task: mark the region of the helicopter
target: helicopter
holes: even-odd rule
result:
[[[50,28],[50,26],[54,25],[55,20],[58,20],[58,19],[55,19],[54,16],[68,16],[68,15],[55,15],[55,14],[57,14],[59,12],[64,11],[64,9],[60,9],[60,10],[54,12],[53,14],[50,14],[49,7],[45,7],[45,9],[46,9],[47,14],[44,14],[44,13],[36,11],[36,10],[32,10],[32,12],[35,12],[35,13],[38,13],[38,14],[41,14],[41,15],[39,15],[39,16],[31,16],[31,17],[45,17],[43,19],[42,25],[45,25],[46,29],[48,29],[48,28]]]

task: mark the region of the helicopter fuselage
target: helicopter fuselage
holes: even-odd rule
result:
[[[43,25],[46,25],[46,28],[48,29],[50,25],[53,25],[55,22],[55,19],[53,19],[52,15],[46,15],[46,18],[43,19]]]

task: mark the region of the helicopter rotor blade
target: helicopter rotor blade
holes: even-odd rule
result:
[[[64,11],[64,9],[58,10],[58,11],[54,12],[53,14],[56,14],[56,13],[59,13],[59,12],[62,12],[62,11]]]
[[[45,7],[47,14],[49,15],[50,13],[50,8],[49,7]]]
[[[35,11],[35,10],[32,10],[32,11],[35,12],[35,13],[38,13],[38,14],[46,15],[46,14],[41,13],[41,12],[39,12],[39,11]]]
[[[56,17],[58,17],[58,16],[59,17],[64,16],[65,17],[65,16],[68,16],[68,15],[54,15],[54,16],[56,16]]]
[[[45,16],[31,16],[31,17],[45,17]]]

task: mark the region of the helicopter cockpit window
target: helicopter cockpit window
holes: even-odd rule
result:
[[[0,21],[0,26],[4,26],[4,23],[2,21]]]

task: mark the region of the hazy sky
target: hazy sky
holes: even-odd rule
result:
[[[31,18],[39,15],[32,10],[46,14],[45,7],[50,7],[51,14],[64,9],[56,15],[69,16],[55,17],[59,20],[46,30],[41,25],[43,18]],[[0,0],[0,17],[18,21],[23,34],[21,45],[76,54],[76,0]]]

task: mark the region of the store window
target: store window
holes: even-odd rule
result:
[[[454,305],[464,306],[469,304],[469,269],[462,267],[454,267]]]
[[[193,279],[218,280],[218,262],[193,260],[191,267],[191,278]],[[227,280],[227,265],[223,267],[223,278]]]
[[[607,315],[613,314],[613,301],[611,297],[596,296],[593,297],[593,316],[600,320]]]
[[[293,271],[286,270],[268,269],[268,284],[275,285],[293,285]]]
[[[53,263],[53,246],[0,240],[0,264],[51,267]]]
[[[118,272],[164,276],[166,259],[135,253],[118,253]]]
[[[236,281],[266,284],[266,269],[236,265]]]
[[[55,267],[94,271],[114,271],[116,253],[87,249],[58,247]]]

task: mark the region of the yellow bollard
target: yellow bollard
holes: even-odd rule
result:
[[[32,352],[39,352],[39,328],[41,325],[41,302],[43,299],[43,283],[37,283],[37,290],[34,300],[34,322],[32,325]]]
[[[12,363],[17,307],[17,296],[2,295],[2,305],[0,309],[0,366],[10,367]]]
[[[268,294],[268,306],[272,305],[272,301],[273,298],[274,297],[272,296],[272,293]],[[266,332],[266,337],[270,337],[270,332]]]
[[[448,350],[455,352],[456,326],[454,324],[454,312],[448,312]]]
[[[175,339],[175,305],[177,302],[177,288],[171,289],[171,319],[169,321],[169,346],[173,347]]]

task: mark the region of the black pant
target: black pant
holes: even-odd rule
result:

* [EXERCISE DIRECTIONS] Rewrite all of the data above, changing each "even-odd rule" to "nonzero winding rule" and leaving everything else unchanged.

* [ANSWER IN FULL]
task: mark the region of the helicopter
target: helicopter
holes: nonzero winding rule
result:
[[[50,28],[50,26],[54,25],[55,20],[58,20],[58,19],[55,19],[54,16],[68,16],[68,15],[55,15],[55,14],[57,14],[59,12],[64,11],[64,9],[60,9],[60,10],[54,12],[53,14],[50,14],[49,7],[45,7],[45,9],[46,9],[47,14],[44,14],[44,13],[36,11],[36,10],[32,10],[32,12],[35,12],[35,13],[38,13],[38,14],[41,14],[41,15],[39,15],[39,16],[31,16],[31,17],[45,17],[43,19],[42,25],[45,25],[46,29],[48,29],[48,28]]]

task: mark the region of the helicopter fuselage
target: helicopter fuselage
holes: nonzero winding rule
result:
[[[43,25],[46,25],[46,28],[48,29],[50,25],[53,25],[55,22],[55,19],[53,19],[52,15],[46,15],[46,18],[43,19]]]

task: mark the region of the helicopter rotor blade
target: helicopter rotor blade
holes: nonzero winding rule
result:
[[[64,11],[64,9],[58,10],[58,11],[54,12],[53,14],[56,14],[56,13],[59,13],[59,12],[62,12],[62,11]]]
[[[45,7],[47,14],[49,15],[50,13],[50,8],[49,7]]]
[[[35,11],[35,10],[32,10],[32,11],[35,12],[35,13],[38,13],[38,14],[46,15],[46,14],[41,13],[41,12],[39,12],[39,11]]]
[[[56,17],[58,17],[58,16],[59,17],[64,16],[65,17],[65,16],[68,16],[68,15],[54,15],[54,16],[56,16]]]
[[[45,16],[31,16],[31,17],[45,17]]]

task: mark the region of the helicopter cockpit window
target: helicopter cockpit window
holes: nonzero winding rule
result:
[[[0,21],[0,26],[4,26],[4,23],[2,21]]]

task: mark the region of the hazy sky
target: hazy sky
holes: nonzero winding rule
result:
[[[31,18],[39,15],[32,10],[46,14],[45,7],[50,7],[51,14],[64,9],[56,15],[69,16],[55,17],[59,20],[46,30],[41,25],[43,18]],[[0,0],[0,17],[18,21],[23,34],[21,45],[76,54],[76,0]]]

task: mark the region of the store window
target: store window
holes: nonzero winding rule
result:
[[[454,305],[464,306],[469,304],[469,269],[462,267],[454,267]]]
[[[193,279],[218,280],[218,262],[193,260],[191,267],[191,278]],[[227,280],[227,265],[223,267],[223,278]]]
[[[607,315],[613,314],[613,301],[611,297],[596,296],[593,297],[593,316],[600,320]]]
[[[293,271],[286,270],[268,269],[268,284],[275,285],[293,285]]]
[[[53,263],[53,246],[0,240],[0,264],[51,267]]]
[[[118,272],[164,276],[166,259],[135,253],[118,253]]]
[[[236,281],[266,284],[266,269],[236,265]]]
[[[55,267],[94,271],[114,271],[116,253],[87,249],[58,247]]]

task: mark the region of the yellow bollard
target: yellow bollard
holes: nonzero winding rule
result:
[[[32,352],[39,352],[39,328],[41,325],[41,302],[43,299],[43,283],[37,283],[37,290],[34,300],[34,322],[32,325]]]
[[[12,363],[17,307],[17,296],[2,295],[2,305],[0,309],[0,366],[10,367]]]
[[[268,294],[268,306],[272,305],[272,301],[273,298],[274,297],[272,296],[272,293]],[[266,332],[266,337],[270,337],[270,332]]]
[[[448,350],[455,352],[456,326],[454,324],[454,312],[448,312]]]
[[[175,339],[175,305],[177,302],[177,288],[171,289],[171,319],[169,321],[169,346],[173,347]]]

task: mark the region of the black pant
target: black pant
holes: nonzero winding rule
result:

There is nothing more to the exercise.